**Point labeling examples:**
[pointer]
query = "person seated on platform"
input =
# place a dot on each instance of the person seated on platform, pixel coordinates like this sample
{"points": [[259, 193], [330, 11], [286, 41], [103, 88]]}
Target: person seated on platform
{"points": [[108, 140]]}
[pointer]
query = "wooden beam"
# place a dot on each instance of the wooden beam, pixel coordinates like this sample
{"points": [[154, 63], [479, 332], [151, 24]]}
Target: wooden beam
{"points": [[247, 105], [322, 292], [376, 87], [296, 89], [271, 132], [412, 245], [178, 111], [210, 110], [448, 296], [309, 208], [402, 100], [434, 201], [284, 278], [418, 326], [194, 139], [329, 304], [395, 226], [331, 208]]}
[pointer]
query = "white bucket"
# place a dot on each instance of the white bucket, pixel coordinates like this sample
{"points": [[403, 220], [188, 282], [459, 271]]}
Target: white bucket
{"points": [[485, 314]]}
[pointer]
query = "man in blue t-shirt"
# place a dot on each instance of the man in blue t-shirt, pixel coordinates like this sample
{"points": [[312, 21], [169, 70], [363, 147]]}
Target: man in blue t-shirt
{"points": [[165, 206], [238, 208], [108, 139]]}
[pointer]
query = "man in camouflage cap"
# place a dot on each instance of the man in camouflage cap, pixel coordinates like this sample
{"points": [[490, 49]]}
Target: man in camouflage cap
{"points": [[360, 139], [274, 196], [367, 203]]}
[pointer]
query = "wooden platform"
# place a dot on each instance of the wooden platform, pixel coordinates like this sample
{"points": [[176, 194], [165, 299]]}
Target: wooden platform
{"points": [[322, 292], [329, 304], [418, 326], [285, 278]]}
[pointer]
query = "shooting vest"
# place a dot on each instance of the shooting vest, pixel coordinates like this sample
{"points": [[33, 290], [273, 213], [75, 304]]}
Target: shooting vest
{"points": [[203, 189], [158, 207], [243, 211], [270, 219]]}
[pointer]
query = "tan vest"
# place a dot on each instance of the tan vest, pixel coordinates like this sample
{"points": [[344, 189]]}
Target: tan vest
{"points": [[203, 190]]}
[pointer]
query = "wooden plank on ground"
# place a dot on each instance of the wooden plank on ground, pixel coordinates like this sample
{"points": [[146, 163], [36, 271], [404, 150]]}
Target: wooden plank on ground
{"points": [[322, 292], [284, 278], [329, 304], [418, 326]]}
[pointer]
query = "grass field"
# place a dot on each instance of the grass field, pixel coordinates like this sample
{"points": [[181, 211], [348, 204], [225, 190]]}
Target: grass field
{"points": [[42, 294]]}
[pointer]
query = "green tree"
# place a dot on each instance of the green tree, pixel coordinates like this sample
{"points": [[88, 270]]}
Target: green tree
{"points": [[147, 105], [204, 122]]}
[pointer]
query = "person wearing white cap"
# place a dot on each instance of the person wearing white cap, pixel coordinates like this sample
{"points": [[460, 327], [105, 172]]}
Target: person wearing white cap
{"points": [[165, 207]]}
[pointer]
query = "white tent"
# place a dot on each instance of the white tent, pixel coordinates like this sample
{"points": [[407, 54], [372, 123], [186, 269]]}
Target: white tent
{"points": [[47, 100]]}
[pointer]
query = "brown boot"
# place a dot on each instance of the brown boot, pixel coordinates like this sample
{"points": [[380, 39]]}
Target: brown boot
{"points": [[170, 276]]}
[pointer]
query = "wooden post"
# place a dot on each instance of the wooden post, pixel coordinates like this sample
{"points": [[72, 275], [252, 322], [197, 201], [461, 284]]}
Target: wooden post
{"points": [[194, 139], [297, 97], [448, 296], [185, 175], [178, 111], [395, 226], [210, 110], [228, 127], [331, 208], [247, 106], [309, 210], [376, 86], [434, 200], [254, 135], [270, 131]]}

**PROBLEM DETAILS:** Which lines in the records above contain the string "green"? Report each such line in full, matching case exactly.

**RESULT OF THIS EXERCISE:**
query = "green tree"
# place a dot on each instance of the green tree, pixel coordinates like this sample
Target: green tree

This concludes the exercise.